* Work request: Take the data below and filter it for lines containing the word "frond"; show each line found.
Top of Records for the task
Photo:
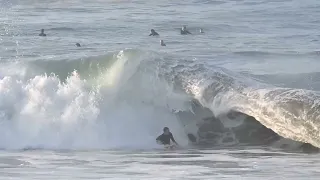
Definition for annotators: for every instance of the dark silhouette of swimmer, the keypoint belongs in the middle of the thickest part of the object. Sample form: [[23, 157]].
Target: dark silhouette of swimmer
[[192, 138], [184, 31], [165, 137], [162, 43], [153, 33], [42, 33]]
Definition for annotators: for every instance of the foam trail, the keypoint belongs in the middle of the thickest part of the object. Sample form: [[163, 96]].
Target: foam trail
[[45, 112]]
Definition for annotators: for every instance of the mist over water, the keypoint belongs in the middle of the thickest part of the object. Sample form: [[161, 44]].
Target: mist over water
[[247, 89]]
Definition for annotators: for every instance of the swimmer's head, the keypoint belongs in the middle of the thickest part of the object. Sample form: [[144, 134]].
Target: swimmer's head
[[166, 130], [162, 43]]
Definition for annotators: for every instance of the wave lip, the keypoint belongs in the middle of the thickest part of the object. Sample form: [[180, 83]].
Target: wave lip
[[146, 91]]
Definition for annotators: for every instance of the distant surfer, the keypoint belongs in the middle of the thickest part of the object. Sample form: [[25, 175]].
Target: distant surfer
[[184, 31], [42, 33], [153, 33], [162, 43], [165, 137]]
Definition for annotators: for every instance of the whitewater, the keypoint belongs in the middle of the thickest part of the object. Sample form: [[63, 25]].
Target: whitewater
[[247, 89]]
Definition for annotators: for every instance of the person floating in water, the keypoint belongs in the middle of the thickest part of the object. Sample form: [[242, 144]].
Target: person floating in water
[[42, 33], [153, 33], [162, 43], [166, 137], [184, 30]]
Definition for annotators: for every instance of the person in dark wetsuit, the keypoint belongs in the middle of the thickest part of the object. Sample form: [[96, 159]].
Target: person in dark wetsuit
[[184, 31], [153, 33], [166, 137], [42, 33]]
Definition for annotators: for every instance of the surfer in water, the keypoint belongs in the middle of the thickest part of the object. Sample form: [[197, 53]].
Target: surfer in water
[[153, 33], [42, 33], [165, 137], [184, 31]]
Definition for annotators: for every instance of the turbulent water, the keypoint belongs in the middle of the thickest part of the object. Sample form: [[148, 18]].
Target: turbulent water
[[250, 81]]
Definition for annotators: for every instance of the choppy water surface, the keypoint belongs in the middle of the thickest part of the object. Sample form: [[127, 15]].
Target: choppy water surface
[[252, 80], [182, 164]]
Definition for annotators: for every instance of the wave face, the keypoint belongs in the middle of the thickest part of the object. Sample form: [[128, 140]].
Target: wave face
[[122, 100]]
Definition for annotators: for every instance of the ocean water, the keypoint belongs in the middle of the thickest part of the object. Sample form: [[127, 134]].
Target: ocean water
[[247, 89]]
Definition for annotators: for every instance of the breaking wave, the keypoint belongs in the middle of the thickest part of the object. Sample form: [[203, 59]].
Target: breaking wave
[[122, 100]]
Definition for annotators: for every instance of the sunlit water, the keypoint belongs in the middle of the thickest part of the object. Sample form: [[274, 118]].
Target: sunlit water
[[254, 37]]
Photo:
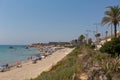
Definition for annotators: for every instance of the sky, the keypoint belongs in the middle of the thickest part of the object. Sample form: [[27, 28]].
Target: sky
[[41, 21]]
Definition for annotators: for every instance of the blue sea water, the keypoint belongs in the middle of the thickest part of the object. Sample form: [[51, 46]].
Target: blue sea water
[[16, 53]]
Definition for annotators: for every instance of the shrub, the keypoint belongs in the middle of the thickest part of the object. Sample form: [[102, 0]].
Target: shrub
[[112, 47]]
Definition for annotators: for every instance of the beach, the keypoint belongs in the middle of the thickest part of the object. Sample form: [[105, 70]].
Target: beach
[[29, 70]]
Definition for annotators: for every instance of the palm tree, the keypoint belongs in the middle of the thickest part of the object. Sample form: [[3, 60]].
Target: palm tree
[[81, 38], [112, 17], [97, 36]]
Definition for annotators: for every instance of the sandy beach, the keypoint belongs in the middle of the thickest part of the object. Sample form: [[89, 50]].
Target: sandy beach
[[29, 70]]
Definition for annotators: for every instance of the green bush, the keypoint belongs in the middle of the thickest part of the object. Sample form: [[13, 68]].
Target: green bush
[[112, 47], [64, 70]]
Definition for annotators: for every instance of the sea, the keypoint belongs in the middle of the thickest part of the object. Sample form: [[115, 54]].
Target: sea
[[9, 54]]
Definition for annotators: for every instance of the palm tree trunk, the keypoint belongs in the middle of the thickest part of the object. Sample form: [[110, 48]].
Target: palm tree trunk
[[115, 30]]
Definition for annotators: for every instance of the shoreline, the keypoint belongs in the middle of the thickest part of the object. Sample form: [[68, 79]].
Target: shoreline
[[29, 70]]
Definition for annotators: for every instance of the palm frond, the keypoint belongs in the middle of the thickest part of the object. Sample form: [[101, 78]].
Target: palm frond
Bottom of Records for the task
* Output for this exercise:
Definition for annotators: for every instance of the palm frond, the keypoint belongs in the middle of the thickest part of the object. Sample form: [[101, 78]].
Target: palm frond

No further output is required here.